TASK TO COMPLETE: Throughout the listing that follows, find each line with the word "foot" and copy it.

SOURCE DATA:
▶

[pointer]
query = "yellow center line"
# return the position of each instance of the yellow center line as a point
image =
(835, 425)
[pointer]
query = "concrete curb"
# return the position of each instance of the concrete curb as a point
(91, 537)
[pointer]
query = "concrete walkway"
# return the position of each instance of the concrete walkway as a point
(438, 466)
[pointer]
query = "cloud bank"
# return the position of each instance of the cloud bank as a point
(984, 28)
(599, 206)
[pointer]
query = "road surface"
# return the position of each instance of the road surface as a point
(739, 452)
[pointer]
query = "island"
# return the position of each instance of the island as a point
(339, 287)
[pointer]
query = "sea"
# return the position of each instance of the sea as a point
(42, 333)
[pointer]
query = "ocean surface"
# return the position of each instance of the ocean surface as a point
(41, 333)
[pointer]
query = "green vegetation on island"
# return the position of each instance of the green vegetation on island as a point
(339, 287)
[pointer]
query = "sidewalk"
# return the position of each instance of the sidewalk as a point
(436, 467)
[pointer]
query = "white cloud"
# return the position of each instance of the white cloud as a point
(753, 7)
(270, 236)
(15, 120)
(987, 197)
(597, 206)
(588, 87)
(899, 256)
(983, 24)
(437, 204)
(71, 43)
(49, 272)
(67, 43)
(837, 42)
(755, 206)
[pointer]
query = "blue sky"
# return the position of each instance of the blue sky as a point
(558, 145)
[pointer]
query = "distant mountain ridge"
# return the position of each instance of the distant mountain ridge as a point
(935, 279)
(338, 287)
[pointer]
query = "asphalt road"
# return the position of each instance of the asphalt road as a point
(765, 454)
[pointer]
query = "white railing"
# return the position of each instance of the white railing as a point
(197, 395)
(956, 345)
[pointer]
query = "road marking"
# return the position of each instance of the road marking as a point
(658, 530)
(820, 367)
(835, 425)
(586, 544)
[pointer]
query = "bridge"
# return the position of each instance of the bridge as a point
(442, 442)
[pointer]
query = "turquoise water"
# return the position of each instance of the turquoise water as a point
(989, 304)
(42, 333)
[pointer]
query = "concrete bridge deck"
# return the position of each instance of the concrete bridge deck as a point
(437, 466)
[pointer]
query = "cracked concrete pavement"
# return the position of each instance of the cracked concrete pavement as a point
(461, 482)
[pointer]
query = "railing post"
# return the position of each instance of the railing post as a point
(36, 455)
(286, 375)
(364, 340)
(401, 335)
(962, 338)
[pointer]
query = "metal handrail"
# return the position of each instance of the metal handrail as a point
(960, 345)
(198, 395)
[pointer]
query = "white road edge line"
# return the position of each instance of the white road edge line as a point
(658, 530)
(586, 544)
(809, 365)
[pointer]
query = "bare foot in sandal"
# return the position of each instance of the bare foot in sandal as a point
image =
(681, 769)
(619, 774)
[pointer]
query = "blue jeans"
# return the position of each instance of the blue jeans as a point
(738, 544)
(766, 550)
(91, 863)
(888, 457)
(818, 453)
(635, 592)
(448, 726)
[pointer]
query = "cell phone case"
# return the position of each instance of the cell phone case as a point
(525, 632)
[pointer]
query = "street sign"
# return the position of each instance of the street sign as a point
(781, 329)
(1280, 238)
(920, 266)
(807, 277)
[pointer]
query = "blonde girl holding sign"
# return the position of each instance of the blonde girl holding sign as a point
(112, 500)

◀

EXERCISE OUTPUT:
query = "bare foot in sandal"
# return the position of each instance of the bare foot in sandal as a point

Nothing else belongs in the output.